DATA TO PROCESS start
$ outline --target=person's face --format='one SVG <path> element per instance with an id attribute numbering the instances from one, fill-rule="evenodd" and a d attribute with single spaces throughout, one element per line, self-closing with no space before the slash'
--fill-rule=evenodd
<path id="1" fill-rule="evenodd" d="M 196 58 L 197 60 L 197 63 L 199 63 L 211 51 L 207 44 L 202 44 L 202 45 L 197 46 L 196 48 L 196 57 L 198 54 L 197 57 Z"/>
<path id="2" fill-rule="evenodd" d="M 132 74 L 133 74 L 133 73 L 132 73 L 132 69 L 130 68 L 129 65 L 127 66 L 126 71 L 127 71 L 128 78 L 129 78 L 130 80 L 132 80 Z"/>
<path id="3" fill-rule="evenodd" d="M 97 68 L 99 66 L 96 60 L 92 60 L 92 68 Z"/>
DATA TO PROCESS end
→ THE PROBLEM
Please rewrite the lines above, substituting "human face" for "person's face" and leaving everything else as it is.

→ FINISHED EXERCISE
$ outline --target=human face --format='one SVG <path> element per instance with an id attribute numbering the instances from one, fill-rule="evenodd" and a d attribute with single spaces throughout, one element per line, self-closing with no space before the slash'
--fill-rule=evenodd
<path id="1" fill-rule="evenodd" d="M 196 58 L 197 60 L 197 63 L 199 63 L 211 51 L 207 44 L 202 44 L 202 45 L 197 46 L 196 48 L 196 57 L 198 54 L 197 57 Z"/>
<path id="2" fill-rule="evenodd" d="M 132 74 L 133 74 L 133 73 L 132 73 L 132 69 L 130 68 L 129 65 L 127 66 L 126 71 L 127 71 L 128 78 L 129 78 L 130 80 L 132 80 Z"/>
<path id="3" fill-rule="evenodd" d="M 97 68 L 99 66 L 96 60 L 92 60 L 92 68 Z"/>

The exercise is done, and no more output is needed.